== Input data ==
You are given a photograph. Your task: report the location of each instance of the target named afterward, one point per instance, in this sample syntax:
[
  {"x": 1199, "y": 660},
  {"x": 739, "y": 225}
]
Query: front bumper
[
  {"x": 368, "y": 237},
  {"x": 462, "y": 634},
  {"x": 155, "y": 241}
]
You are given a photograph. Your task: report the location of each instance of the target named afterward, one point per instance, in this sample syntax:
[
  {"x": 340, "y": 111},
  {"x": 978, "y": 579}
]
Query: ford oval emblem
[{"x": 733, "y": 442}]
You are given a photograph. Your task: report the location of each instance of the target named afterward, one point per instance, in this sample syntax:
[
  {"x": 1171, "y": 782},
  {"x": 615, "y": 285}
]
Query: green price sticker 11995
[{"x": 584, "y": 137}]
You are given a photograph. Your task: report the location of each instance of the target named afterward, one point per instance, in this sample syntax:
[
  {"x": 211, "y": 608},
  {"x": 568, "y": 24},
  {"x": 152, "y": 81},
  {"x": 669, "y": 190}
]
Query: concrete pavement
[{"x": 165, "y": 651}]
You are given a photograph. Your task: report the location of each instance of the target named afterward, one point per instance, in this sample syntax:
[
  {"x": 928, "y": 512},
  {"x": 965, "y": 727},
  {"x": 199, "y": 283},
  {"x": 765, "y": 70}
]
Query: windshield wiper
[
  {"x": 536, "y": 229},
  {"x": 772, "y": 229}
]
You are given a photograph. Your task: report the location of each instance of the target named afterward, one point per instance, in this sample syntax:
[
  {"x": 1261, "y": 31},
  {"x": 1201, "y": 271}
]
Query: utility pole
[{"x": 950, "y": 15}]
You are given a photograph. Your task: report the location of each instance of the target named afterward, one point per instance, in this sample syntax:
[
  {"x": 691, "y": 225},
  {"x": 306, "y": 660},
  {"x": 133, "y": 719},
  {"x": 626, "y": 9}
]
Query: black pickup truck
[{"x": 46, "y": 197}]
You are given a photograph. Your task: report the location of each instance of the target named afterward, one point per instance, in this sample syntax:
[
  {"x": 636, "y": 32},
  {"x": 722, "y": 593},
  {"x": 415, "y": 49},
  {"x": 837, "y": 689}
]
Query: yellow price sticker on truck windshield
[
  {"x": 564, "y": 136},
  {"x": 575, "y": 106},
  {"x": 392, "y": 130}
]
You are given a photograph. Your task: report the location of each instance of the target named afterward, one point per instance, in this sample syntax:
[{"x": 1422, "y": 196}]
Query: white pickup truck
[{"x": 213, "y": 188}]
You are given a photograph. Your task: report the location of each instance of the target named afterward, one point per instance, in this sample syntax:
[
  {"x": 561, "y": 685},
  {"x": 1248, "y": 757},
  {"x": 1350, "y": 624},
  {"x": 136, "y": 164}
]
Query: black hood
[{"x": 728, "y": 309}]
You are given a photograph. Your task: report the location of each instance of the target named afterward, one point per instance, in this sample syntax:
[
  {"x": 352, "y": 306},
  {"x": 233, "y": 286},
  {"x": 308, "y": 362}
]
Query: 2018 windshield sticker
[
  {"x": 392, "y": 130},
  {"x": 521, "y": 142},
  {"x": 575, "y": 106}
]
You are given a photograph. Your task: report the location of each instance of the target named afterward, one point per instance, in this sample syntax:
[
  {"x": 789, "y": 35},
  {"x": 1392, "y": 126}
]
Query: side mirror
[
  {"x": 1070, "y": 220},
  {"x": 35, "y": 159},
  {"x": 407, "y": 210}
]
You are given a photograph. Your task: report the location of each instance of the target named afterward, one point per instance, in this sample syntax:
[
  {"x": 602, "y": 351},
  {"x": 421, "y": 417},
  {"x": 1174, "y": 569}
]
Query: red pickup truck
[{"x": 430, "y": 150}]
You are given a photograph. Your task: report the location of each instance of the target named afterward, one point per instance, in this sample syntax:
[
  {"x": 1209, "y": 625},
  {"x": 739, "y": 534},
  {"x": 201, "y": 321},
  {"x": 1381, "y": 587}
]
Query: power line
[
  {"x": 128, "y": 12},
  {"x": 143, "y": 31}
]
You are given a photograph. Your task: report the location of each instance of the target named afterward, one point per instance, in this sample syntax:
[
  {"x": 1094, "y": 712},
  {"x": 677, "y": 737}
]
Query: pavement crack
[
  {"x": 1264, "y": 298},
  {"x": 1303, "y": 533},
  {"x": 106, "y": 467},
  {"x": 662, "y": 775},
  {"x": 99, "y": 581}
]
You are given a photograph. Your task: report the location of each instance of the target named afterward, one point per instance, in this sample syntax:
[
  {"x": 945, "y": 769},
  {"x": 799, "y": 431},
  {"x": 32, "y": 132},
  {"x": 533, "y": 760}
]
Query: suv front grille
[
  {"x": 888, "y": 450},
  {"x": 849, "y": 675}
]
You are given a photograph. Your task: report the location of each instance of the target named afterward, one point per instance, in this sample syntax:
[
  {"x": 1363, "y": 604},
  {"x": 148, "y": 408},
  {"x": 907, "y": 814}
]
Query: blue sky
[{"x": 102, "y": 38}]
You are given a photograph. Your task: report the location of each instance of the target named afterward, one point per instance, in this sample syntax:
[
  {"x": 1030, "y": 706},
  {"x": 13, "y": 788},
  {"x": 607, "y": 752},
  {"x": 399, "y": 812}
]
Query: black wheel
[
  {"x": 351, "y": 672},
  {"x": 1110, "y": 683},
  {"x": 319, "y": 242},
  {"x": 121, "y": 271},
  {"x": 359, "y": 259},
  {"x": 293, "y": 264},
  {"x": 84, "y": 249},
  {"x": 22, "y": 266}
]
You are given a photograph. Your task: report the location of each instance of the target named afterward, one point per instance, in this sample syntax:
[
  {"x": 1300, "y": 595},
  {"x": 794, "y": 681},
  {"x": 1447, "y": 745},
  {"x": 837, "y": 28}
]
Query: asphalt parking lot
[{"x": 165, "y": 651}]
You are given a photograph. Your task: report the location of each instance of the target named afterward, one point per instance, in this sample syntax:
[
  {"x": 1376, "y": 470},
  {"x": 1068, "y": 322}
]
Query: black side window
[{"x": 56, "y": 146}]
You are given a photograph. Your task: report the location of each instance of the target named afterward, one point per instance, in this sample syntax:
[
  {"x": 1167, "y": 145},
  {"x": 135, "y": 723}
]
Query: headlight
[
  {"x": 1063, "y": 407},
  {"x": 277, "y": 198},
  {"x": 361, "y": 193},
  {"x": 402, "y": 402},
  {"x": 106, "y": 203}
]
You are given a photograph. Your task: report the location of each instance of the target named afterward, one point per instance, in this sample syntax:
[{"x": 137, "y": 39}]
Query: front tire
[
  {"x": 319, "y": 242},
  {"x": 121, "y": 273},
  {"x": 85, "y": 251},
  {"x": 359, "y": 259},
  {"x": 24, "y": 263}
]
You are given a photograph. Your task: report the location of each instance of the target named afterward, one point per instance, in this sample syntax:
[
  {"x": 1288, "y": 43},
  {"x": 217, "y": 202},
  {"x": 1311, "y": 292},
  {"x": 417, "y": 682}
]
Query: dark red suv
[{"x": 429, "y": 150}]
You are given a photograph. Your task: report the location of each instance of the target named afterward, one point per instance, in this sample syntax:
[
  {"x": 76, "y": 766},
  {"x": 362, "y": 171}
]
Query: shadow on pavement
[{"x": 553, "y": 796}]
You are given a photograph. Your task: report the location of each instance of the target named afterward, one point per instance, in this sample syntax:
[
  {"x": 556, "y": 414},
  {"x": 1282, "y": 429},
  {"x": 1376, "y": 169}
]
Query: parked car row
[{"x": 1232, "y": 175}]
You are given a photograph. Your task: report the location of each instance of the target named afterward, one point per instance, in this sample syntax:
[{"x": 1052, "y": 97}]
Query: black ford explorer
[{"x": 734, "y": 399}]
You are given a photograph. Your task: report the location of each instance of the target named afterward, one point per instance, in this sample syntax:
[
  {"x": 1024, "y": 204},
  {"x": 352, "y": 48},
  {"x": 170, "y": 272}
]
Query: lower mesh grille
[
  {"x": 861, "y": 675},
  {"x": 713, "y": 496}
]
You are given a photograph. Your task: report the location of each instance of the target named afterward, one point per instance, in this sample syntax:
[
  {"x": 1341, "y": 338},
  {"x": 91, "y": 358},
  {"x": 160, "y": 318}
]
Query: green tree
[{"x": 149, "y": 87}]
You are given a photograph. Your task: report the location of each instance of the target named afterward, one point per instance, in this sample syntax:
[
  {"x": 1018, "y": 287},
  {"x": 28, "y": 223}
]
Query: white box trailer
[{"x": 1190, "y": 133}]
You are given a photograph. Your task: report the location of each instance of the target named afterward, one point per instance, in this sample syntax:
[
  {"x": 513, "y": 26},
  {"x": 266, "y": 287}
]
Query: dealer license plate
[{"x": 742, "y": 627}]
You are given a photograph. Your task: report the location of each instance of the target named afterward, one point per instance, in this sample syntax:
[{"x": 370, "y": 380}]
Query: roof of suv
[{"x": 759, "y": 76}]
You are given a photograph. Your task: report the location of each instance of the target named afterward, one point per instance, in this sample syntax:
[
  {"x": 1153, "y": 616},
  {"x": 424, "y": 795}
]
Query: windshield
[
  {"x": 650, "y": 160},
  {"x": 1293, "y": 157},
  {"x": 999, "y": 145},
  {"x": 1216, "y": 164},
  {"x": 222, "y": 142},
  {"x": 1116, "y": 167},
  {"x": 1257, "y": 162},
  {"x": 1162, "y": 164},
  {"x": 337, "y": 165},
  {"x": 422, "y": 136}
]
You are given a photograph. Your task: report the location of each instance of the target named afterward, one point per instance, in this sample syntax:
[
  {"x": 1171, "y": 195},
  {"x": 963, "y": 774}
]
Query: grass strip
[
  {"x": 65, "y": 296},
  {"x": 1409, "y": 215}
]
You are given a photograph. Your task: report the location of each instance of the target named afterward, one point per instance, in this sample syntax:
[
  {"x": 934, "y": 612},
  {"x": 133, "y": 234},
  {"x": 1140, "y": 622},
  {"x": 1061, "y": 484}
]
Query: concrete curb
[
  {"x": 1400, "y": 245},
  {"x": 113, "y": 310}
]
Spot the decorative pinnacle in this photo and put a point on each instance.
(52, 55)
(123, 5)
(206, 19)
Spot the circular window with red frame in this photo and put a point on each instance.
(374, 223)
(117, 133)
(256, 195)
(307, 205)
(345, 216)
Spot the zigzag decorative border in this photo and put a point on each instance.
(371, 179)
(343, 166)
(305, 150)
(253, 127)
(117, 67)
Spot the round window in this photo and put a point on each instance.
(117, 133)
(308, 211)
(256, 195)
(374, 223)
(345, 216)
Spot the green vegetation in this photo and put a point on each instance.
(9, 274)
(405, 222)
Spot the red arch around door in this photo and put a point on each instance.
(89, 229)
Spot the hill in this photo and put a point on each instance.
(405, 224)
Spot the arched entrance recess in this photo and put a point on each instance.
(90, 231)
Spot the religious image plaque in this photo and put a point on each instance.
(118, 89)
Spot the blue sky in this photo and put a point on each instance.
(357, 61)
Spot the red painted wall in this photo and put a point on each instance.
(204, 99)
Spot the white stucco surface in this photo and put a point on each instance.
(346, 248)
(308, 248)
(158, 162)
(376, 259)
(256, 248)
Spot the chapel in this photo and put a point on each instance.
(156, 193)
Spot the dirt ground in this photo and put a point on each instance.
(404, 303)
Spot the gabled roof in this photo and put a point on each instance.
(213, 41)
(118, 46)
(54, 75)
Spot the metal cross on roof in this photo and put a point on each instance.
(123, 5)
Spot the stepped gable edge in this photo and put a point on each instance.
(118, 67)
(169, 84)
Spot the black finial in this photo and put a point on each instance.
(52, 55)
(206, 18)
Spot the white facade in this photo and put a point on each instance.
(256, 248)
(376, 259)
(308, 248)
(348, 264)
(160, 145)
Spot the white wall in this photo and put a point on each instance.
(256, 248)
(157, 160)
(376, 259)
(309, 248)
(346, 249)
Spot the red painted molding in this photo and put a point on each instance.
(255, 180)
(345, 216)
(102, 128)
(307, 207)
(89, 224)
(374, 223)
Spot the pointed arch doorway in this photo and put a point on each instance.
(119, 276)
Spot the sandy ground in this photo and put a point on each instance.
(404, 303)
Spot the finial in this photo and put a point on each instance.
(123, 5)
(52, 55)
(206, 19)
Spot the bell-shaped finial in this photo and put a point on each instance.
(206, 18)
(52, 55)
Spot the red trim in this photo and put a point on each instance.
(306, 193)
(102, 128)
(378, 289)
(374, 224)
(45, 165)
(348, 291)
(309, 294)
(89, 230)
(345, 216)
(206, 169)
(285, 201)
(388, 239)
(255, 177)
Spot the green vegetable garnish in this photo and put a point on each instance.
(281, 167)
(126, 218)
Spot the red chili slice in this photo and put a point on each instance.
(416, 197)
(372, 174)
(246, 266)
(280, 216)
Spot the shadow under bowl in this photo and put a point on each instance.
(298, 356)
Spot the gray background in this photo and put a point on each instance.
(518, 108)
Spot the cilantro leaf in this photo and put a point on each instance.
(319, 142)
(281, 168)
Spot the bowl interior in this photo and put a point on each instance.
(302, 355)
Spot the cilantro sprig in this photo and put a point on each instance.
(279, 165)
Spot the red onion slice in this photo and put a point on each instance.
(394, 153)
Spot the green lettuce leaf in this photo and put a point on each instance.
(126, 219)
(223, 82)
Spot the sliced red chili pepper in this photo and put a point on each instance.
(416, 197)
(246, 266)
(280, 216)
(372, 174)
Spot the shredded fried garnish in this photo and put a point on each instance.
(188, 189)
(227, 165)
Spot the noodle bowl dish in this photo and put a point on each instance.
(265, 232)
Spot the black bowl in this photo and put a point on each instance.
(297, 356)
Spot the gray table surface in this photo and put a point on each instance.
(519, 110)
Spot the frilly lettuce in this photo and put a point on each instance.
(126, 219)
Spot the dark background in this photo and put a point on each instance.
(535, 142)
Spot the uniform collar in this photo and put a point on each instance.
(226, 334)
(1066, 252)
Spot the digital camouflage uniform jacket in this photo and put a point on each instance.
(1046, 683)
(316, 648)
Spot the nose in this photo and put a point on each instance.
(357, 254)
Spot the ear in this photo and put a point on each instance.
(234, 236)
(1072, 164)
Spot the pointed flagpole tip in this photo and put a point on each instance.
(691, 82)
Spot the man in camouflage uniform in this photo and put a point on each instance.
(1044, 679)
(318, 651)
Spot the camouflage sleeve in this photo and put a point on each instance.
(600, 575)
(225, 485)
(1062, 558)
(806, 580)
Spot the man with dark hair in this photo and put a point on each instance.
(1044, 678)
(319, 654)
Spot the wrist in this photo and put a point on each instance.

== Activity ==
Could you print exactly the lines from the one containing "Spot the camouflage" through the last line of the records above?

== Answer to this task ==
Spot the camouflage sleeve in this photo and put a point on each instance.
(600, 575)
(225, 485)
(1062, 558)
(806, 580)
Spot the man with dark hair in this photo and put a point on each instance.
(1044, 678)
(319, 654)
Spot the wrist in this photo and put a point on each instance.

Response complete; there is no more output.